▸ **DATA TO USE**:

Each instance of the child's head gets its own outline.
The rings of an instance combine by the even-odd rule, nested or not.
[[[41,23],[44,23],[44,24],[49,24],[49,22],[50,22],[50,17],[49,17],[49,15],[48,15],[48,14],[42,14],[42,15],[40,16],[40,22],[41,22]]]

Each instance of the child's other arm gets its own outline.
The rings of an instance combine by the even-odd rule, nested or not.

==

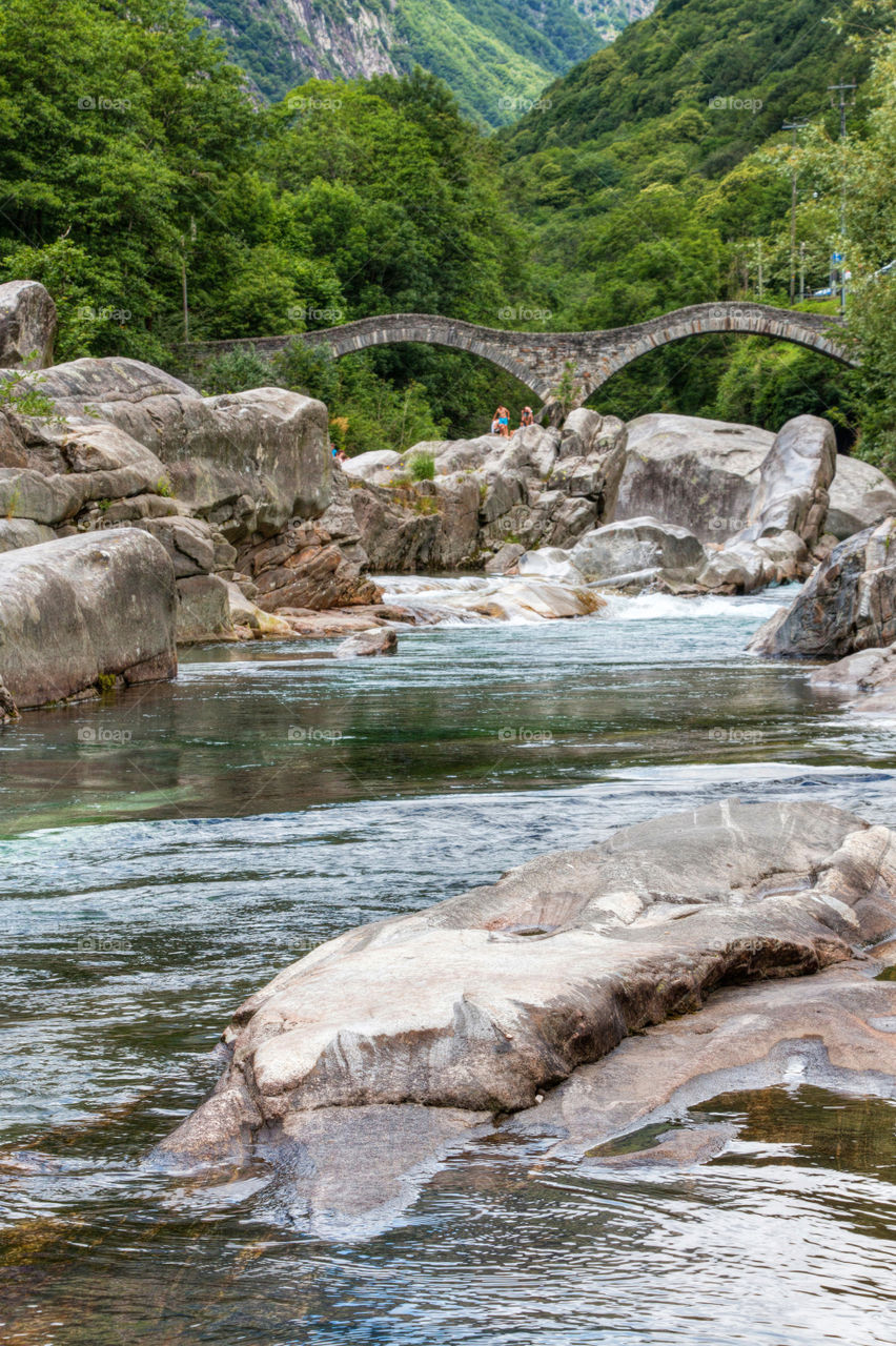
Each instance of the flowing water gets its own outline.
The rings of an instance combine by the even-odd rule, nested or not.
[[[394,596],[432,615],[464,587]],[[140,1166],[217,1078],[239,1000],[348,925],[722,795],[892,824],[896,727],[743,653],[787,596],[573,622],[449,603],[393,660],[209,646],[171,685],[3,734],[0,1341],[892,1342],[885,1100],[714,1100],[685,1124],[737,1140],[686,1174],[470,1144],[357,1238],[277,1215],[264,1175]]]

...

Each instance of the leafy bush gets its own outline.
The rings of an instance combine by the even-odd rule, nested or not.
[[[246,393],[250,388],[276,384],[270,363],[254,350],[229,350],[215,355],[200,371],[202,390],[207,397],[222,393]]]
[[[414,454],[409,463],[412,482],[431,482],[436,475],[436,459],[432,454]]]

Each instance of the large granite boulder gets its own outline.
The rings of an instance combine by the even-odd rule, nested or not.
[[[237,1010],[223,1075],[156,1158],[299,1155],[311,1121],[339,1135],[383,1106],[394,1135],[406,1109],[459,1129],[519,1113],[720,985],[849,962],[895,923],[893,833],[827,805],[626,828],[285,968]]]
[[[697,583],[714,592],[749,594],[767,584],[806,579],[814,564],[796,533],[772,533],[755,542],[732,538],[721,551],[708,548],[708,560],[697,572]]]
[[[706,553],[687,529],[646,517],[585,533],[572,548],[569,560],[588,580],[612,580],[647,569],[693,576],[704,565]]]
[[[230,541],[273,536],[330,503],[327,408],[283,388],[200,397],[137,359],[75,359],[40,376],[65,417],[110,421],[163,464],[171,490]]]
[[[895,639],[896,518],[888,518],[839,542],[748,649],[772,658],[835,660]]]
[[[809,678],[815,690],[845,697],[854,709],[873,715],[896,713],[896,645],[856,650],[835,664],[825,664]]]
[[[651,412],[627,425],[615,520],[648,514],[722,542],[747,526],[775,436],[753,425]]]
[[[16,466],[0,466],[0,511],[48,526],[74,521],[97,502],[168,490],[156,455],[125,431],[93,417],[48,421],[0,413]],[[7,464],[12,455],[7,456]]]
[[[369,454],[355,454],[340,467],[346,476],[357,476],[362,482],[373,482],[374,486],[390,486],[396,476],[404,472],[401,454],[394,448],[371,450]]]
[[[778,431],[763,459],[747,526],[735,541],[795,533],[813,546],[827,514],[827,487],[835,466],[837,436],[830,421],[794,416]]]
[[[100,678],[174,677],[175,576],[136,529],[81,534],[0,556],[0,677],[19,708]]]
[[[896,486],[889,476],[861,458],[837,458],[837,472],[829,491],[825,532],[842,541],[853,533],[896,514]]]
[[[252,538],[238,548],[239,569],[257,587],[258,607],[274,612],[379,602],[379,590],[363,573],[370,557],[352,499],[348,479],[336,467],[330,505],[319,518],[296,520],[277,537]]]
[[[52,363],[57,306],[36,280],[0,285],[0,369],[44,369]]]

▸ **DIRECTIVE**: How many lines in the data above contain the string "outline"? Case counts; give only the number.

▸ **EXPECTED ANSWER**: 5